• INSTRUCTION
Extract every line of the data below that contains the string "golden", matching case exactly.

• DATA EXTRACT
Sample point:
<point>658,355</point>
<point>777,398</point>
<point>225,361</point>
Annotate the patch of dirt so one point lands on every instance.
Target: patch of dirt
==
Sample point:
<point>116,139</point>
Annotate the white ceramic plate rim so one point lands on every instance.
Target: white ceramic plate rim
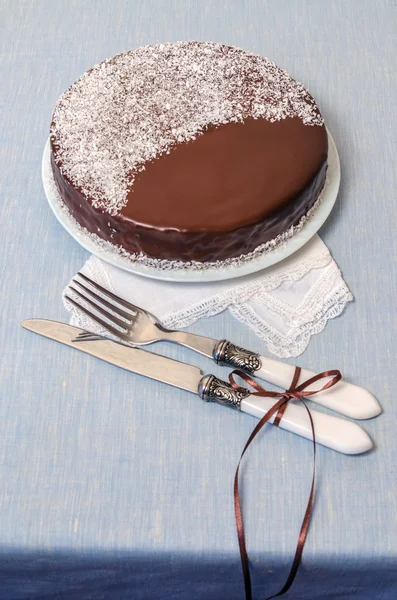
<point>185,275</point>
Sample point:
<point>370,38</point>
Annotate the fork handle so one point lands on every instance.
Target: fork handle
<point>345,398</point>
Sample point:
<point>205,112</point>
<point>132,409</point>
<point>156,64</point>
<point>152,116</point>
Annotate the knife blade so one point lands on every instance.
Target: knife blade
---
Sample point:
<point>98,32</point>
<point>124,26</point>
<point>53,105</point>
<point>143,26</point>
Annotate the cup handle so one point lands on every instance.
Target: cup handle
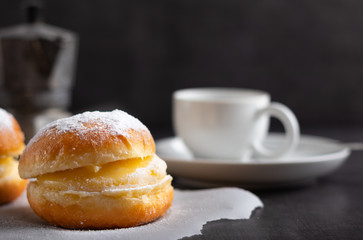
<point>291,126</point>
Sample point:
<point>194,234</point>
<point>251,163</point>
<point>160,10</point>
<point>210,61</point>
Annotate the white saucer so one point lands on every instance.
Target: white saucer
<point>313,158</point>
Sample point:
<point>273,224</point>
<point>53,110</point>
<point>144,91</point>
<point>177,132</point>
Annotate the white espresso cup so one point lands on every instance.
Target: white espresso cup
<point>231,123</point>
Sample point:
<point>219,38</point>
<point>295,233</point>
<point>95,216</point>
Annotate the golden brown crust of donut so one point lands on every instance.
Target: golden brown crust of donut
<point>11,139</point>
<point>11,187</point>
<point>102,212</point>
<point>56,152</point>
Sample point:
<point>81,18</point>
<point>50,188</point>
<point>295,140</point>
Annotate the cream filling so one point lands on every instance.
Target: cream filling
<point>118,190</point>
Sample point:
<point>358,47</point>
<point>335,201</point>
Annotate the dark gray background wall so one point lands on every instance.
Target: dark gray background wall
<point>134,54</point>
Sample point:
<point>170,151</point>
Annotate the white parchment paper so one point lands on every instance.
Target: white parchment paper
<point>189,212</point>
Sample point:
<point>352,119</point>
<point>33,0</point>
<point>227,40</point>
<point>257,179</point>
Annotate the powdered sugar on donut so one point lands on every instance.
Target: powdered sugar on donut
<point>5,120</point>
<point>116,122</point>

• ANSWER TO THIS TASK
Annotate the golden brown crust of donut so one point lands on every instance.
Target: golden brown crust of donut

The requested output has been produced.